§ EXERCISE REQUIREMENTS
For the entries below, state how many lines contain the string "wheel". Add nothing else.
•••••
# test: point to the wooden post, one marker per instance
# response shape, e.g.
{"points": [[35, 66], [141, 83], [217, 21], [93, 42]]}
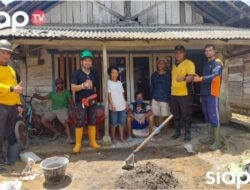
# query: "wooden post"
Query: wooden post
{"points": [[106, 138], [224, 106]]}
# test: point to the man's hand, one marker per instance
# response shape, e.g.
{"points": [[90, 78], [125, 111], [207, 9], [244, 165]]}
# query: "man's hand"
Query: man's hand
{"points": [[18, 88], [142, 120], [197, 79], [180, 78], [20, 111], [89, 84]]}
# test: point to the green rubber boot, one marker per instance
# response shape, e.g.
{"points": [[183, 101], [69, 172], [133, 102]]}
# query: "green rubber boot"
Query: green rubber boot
{"points": [[217, 144], [210, 137]]}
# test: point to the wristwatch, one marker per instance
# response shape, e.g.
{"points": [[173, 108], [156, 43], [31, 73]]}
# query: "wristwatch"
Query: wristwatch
{"points": [[12, 89]]}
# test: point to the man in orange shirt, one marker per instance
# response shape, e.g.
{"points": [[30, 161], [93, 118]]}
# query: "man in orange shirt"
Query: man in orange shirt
{"points": [[10, 92]]}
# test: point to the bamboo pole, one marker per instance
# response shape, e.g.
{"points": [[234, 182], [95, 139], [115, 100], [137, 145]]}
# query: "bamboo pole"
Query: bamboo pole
{"points": [[106, 138]]}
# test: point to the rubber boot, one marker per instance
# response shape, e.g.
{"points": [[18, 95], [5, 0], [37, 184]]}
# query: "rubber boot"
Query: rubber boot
{"points": [[217, 144], [187, 136], [92, 137], [210, 137], [78, 134], [177, 130]]}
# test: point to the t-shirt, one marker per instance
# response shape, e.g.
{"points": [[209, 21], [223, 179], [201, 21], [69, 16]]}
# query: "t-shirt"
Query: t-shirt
{"points": [[183, 69], [161, 86], [116, 90], [8, 79], [59, 101], [79, 77], [139, 113]]}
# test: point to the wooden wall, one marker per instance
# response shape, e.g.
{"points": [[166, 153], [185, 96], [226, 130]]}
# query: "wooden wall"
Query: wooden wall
{"points": [[239, 83], [90, 12]]}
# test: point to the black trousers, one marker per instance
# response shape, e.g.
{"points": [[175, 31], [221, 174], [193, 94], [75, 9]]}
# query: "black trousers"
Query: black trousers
{"points": [[8, 116], [181, 108]]}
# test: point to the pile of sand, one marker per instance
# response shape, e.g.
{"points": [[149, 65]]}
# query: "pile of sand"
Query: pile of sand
{"points": [[148, 176]]}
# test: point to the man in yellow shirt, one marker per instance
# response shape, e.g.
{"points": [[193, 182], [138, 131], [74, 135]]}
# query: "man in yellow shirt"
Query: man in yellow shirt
{"points": [[183, 72], [10, 92]]}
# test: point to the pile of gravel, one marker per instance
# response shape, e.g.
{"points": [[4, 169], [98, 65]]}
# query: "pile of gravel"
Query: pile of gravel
{"points": [[148, 176]]}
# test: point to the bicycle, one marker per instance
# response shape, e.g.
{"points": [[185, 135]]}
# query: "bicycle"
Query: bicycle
{"points": [[28, 125]]}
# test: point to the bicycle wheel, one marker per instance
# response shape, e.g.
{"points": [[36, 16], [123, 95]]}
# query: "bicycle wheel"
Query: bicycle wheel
•••••
§ TASK OUTPUT
3